Reproduce the records below exactly as they are written.

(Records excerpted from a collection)
____________________

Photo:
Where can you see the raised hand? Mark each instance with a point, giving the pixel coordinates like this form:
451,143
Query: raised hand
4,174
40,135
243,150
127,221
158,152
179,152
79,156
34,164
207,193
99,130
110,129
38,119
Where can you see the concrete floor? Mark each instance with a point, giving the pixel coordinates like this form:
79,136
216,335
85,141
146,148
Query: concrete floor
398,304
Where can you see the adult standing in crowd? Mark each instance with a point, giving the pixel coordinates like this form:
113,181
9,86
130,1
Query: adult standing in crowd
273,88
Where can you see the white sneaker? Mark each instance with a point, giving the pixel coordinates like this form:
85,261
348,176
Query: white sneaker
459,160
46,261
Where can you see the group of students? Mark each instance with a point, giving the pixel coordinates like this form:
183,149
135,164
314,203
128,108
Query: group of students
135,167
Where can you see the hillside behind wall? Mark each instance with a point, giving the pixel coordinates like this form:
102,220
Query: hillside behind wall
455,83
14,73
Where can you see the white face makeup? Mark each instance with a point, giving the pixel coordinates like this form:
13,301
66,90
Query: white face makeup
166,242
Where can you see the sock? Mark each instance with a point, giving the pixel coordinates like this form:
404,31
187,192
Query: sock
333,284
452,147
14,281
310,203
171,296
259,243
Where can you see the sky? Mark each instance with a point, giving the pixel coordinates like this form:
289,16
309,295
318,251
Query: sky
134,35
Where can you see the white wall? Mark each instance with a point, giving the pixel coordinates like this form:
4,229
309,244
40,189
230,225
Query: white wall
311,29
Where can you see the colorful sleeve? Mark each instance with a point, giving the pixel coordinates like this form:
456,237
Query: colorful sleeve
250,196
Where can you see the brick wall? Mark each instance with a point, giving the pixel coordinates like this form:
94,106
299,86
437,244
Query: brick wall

____________________

■ The answer:
Photo:
Where can you see the raised hand? Mark each instance with a point, giving the pixel coordinates like this form:
451,143
Query: raised hand
4,174
40,135
243,150
127,221
158,152
179,152
79,156
34,164
207,193
99,130
110,129
38,119
Where can you see the concrete floor? Mark each instance with a point, giving the pixel coordinates like this form:
79,136
216,335
85,141
146,148
Query: concrete floor
398,304
Where can you see the adult standing in crowd? Mark each instance with a point, giving the pixel coordinates like this form:
113,181
9,86
130,1
Query: adult standing in crowd
273,88
Where can you see the white sneaker? Mark each instance with a point, giving the pixel coordinates like this form:
85,261
348,176
Query: white sneaker
459,160
46,261
Where can you see the group of students? Mark each instance with a point, giving the pixel coordinates like this form:
183,149
135,164
314,203
128,108
Query: group of students
135,167
Where can you see the hillside behind wall? Mark each instance with a point, giving the pixel coordinates like this form:
102,220
Query: hillside behind wall
455,83
14,73
Where can you see the white face makeup? Mark each instance with a point, giving the pixel coordinates like this form:
13,301
66,90
Query: white face makeup
166,242
Where can you see the sock? Mark each instance with a point, giving the pixel coordinates like this form:
404,31
187,192
Query: sock
333,284
452,147
14,281
310,203
171,296
259,243
Where can you see the sky? Mark each instance with a point, giving the pixel coordinates like this form:
289,16
309,295
318,251
Query: sky
134,35
Where can you see the white wall? Mark each instance with a point, giving the pixel coordinates like this form:
4,229
309,244
40,189
230,225
Query: white wall
311,29
Where can you see the colorful sleeve? Mark each instance with a point, giving the pixel coordinates like this form:
456,237
Query: colorful sleeve
250,196
Where can you see the brick wall? Mark each instance with a point, giving the pixel coordinates like this form:
94,106
299,86
437,244
Query: brick wall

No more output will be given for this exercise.